───── 抜粋本文
先発“定員オーバー”の鷹、古巣命運はルーキー次第? 燕伝説左腕の今季展望

ヤクルト・奥川恭伸【写真:荒川祐史】

パ・リーグのイチオシはオリックスのプロ3年目左腕、起用法がカギに

セ・パ両リーグは当初の予定より約3か月遅れて19日に開幕、例年より23試合減の120試合で争われる。異例のシーズン展開を、元ヤクルト投手でコーチ、スコアラーも務めた野球評論家・安田猛氏が大予想。さらに、思い入れたっぷりの“イチオシ選手”を挙げてもらった。

ソフトバンクの先発投手陣の充実ぶりは群を抜いています。右前腕部を痛めていた千賀が多少出遅れても、東浜、和田、バンデンハーク、メジャー通算54勝の新助っ人ムーア、高橋礼、二保、松本ら、先発ローテを担える投手は“定員”の6人を優に超える。この層の厚さが過密日程となる今季、圧倒的有利に働くでしょう。

一方、レギュラーシーズン2連覇中の西武。打線は相変わらず強力ですが、先発投手陣のコマが足りない。来日1年目の昨季12勝1敗と大活躍したニールも、相手に研究される今季は同じような成績を求めるのは酷でしょう。練習試合で自己最速の155キロを計測した今井、アンダースローの與座ら、のびしろのある若手はいますが、彼らがよほど結果を残さないと苦しいと思います。

オリックスに私のイチオシ選手がいます。私がJR東日本の外部コーチ時代に指導したプロ3年目左腕、田嶋大樹投手です。打者から見ると手元で加速するような、見たこともないような球質のすごいストレートを投げます。彼が佐野日大高からJRに入ってきた時、私は思わず「君はなぜ、ここにいるんだ?」と問いかけました。高校から直接プロに行ってもおかしくない、いや、プロに行っていなければおかしい球を投げていたからです。

ただ、当時からケガが多く、特に肘を痛めることが多くて、成長させることができなかった後悔があります。ドラフト1位でオリックス入り後も故障がちなところは変わらず、1年目は6勝、2年目の昨季は3勝でしたが、断じてそんな勝ち星にとどまるような投手ではありません。彼の場合は、中10日とか、5イニング限定とか、負担を軽くして先発させたらどうかと思います。そうすれば安定して勝ち星を稼ぐでしょうし、山岡、山本も擁するオリックスの上位進出の可能性が高まると思うのですが。
──────────
───── 抽出情報
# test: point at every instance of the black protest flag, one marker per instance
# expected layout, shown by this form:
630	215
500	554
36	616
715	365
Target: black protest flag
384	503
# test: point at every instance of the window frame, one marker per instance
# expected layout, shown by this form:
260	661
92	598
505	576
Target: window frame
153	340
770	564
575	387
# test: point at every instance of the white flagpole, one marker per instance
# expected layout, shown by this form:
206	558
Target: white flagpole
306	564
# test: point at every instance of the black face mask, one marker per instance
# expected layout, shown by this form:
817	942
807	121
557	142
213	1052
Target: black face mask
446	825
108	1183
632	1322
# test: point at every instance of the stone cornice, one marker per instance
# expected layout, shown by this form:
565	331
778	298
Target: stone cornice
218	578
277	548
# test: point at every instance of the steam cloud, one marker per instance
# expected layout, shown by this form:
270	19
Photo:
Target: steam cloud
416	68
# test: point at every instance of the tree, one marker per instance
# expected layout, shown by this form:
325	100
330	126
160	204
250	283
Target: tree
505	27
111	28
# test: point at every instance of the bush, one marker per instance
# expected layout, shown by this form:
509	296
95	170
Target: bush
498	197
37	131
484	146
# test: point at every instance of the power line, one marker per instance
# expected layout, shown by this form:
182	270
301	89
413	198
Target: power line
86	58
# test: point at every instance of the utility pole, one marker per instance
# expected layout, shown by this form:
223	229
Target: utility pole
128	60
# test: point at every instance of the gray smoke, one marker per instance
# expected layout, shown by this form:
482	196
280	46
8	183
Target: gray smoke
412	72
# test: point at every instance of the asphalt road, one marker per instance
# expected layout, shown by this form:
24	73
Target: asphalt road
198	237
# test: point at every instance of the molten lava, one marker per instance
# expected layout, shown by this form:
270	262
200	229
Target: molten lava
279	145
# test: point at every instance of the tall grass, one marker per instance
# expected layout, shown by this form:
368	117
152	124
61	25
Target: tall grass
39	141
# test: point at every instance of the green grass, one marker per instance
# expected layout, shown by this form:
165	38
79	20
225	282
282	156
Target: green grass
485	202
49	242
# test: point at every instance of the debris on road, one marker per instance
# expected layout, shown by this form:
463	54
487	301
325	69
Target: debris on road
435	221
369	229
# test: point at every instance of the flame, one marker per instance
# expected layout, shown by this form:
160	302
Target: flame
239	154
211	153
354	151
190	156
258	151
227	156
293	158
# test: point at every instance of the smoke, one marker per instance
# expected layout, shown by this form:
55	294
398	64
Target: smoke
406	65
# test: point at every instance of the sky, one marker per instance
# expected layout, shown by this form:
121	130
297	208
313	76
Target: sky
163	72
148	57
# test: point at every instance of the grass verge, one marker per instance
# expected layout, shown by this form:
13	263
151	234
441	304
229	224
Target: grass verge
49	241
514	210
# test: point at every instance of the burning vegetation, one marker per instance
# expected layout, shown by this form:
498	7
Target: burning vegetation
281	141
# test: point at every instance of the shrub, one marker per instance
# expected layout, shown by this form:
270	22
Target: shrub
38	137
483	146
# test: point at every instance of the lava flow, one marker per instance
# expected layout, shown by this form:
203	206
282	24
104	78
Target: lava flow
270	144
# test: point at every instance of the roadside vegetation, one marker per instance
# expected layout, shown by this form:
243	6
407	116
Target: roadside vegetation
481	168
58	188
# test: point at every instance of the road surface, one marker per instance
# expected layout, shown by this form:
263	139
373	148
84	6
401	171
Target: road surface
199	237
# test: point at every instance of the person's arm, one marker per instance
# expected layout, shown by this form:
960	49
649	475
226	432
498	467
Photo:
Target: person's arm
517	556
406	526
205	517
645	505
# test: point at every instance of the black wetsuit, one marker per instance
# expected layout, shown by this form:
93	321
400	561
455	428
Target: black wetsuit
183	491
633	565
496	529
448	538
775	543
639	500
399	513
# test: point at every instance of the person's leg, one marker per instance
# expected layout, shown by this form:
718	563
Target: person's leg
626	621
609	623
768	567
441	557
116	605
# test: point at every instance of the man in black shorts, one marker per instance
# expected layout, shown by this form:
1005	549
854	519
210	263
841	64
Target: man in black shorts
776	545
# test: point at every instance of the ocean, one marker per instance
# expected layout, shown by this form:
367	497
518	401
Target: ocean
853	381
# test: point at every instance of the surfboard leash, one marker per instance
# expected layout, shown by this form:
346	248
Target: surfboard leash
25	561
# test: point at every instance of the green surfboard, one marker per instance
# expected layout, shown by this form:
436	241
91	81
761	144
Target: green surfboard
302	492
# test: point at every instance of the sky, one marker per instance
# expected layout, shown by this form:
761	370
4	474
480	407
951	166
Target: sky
──────────
ねらい 1: プロ野球展望の記事で「ソフトバンクの先発投手陣の充実ぶりは」で始まる段落を、主な事実を残したまま箇条書きにまとめてもらえますか?
ねらい 2: プロ野球展望の記事の「一方、レギュラーシーズン2連」から「しい球を投げていたからです。」までをすべて書き写し、その中の「若手」を「若い投手」に差し替えてもらえますか?
ねらい 3: プロ野球展望の記事の最後の文の後から、続きを書いてもらえますか?

作業結果 1:
- ソフトバンクの先発投手陣の充実ぶりは群を抜いている。
- 右前腕部を痛めていた千賀が多少出遅れても、先発ローテを担える投手は定員の6人を優に超える。
- 該当する投手は東浜、和田、バンデンハーク、メジャー通算54勝の新助っ人ムーア、高橋礼、二保、松本ら。
- この層の厚さは、過密日程となる今季に圧倒的有利に働くだろう。

作業結果 2:
一方、レギュラーシーズン2連覇中の西武。打線は相変わらず強力ですが、先発投手陣のコマが足りない。来日1年目の昨季12勝1敗と大活躍したニールも、相手に研究される今季は同じような成績を求めるのは酷でしょう。練習試合で自己最速の155キロを計測した今井、アンダースローの與座ら、のびしろのある若い投手はいますが、彼らがよほど結果を残さないと苦しいと思います。

オリックスに私のイチオシ選手がいます。私がJR東日本の外部コーチ時代に指導したプロ3年目左腕、田嶋大樹投手です。打者から見ると手元で加速するような、見たこともないような球質のすごいストレートを投げます。彼が佐野日大高からJRに入ってきた時、私は思わず「君はなぜ、ここにいるんだ?」と問いかけました。高校から直接プロに行ってもおかしくない、いや、プロに行っていなければおかしい球を投げていたからです。

作業結果 3:
古巣・ヤクルトは投手力に不安が残る一方、期待の黄金ルーキーが起爆剤に?

一方、セ・リーグに関しては巨人の戦力のバランスが非常にいい。古巣のヤクルトを推したいのはやまやまですが、いかんせん投手力が弱すぎます。

ただ、ヤクルトには飛躍の要素が秘められてます。ドラフト1位ルーキーの奥川恭伸投手(星稜高)です。まだ19歳で今月12日にプロ入り後初のシート打撃登板を果たしたばかりですが、最速153キロを計測し、浮き上がるような球筋の素晴らしい投手です。無理は禁物ですが、それでも今季中に1軍デビューする可能性は極めて高いと思います。20歳で4番を務めるという村上とともに、ヤクルトの5年ぶりのリーグ優勝への起爆剤となることを祈っています。

◇安田猛(やすだ・たけし)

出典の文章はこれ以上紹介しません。